BEGIN DATA TO EXAMINE
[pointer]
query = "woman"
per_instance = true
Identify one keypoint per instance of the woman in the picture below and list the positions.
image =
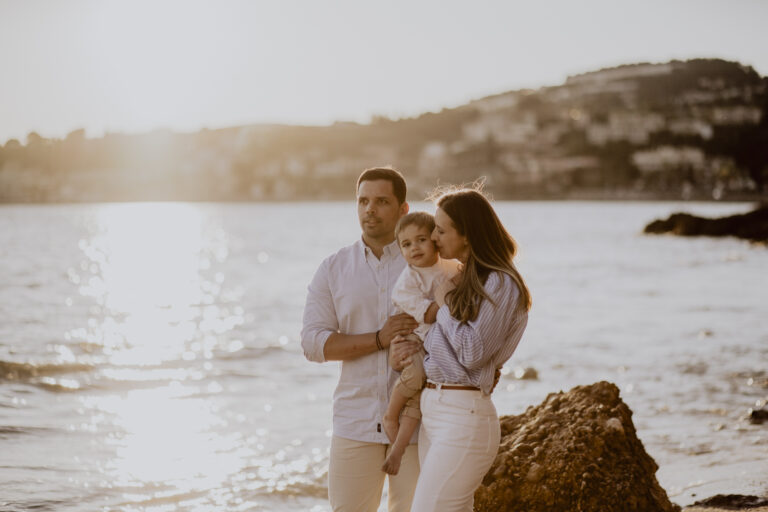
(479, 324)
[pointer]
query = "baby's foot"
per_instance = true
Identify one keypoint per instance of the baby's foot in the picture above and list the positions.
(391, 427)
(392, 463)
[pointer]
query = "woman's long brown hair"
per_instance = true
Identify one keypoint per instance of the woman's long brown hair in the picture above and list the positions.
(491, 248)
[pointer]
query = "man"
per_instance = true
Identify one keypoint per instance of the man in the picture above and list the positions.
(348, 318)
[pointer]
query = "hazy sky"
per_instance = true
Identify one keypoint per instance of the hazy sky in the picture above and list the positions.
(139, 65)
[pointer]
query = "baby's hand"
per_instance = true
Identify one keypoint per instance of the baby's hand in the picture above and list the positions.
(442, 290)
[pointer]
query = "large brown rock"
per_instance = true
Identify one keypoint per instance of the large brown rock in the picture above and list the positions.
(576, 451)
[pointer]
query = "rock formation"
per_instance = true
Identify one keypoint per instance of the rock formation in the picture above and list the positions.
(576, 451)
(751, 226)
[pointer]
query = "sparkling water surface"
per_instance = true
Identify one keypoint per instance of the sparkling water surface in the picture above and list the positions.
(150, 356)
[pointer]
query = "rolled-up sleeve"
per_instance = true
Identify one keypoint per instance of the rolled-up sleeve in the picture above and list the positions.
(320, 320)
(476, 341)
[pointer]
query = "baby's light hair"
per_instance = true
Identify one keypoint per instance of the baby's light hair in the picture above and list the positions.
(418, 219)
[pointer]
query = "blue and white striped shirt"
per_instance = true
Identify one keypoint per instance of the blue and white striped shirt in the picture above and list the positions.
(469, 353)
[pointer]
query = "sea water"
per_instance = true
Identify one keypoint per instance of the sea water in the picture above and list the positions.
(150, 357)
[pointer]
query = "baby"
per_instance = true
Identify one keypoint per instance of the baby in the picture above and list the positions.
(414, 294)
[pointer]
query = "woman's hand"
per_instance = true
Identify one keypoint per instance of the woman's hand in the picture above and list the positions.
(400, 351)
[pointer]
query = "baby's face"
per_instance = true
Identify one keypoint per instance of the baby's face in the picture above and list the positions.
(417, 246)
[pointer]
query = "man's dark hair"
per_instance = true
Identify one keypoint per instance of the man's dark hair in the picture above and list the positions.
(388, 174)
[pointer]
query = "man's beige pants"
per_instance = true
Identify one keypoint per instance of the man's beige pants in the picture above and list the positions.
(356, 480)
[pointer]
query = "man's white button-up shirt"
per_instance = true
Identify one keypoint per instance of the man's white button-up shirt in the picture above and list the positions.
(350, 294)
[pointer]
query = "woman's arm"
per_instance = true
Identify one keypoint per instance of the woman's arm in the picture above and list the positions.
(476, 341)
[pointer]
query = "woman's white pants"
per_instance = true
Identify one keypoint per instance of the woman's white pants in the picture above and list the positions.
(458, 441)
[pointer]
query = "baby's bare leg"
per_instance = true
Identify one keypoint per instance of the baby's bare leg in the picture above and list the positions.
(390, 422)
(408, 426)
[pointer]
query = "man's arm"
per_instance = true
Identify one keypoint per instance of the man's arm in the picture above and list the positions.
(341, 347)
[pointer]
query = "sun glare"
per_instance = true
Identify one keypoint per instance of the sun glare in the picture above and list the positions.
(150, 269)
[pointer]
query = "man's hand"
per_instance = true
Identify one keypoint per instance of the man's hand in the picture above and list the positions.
END DATA TO EXAMINE
REQUIREMENT
For the entries above, return an exact copy that omits the images.

TASK OUTPUT
[pointer]
query = "woman"
per_instance = true
Identify one keypoint per instance of the woman in the picture below and list the positions.
image =
(479, 324)
[pointer]
query = "baby's foot"
per_instance = true
Identify one keypoint per instance of the baby's foot in the picture above and list the positions.
(391, 427)
(392, 463)
[pointer]
query = "woman's long brown hair"
per_instance = true
Identify one keypoint per instance of the woman's long brown hair in the picture above and list the positions.
(491, 248)
[pointer]
query = "man"
per_instance = true
Identify one keypoint per instance of the man in the picture above and list the positions.
(348, 318)
[pointer]
query = "hazy sky"
per_instance = true
Identify one keypoint per instance of the hazy sky in the picture above and list the positions.
(139, 65)
[pointer]
query = "baby's hand"
per_instance = true
Identify one keypoint per instance of the baby's hand in the picture above and list the positions.
(442, 290)
[pointer]
query = "large brown rock"
per_instance = true
Identify one keypoint per instance of the large brown rock in the picture above and list the positions.
(576, 451)
[pointer]
query = "rock formation"
per_instance = true
Identify one keypoint per instance of the rock formation in the picture above and list the positions.
(576, 451)
(751, 226)
[pointer]
query = "sparkling water surface"
per_instance = true
Identify one keypoint per instance of the sparkling water surface in the picture above and list the positions.
(150, 356)
[pointer]
query = "rolled-up sleeve"
per_instance = true
Identify one keypoint per instance of the rolled-up sleeve in the picture above and list the positions.
(320, 320)
(476, 341)
[pointer]
query = "baby's light hair"
per_instance = true
Identify one keypoint per instance of the baby's light hair in the picture above and list the positions.
(418, 219)
[pointer]
query = "blue and white striped shirt"
per_instance = true
Identify one keypoint per instance of the blue and white striped shirt in the picture above and list the positions.
(469, 353)
[pointer]
query = "sea water"
per_instance = true
Identify one keypoint per instance of the sea water in the picture above and list the positions.
(150, 357)
[pointer]
query = "baby"
per_instance = true
Identify one keypoint per instance of the baby in the picture above and list the positions.
(414, 294)
[pointer]
query = "woman's hand"
per_instance = true
Identify one keypoint per instance of the woman's hand in the picture above and list the positions.
(400, 351)
[pointer]
query = "baby's face"
per_instance = true
Identify one keypoint per instance of the baby's face in the picture above and list the positions.
(417, 246)
[pointer]
query = "man's dark hair"
per_instance = true
Identify one keypoint per instance of the man's dark hair in the picture above and list the positions.
(388, 174)
[pointer]
query = "man's beige pants"
per_instance = true
Identify one keypoint per instance of the man's beige pants in the picture above and list the positions.
(356, 480)
[pointer]
query = "man's white button-up shirt"
per_instance = true
Identify one keypoint per instance of the man's white button-up shirt in the picture above and list the positions.
(350, 294)
[pointer]
query = "woman's arm"
per_instance = true
Identify one keypoint per instance of the woman's arm in the picture above and list the positions.
(476, 341)
[pointer]
query = "woman's white pants"
per_instance = true
Identify one keypoint per instance of the woman's white pants in the picture above and list the positions.
(458, 441)
[pointer]
query = "baby's bare leg"
per_instance = true
Identify one keypoint per instance of the baby's bare leg in the picture above and list the positions.
(390, 422)
(408, 426)
[pointer]
query = "man's arm"
per_instance = true
Identify one keypoint per instance of the man's arm in the picture above and list the positions.
(341, 347)
[pointer]
query = "sun glare"
per_instance = true
Identify one keypoint per instance of the sun glare in the picture above and list the positions.
(150, 269)
[pointer]
query = "man's hand"
per_instance = true
Identify one keypoint per instance of the man's hand in the picture above and list the positions.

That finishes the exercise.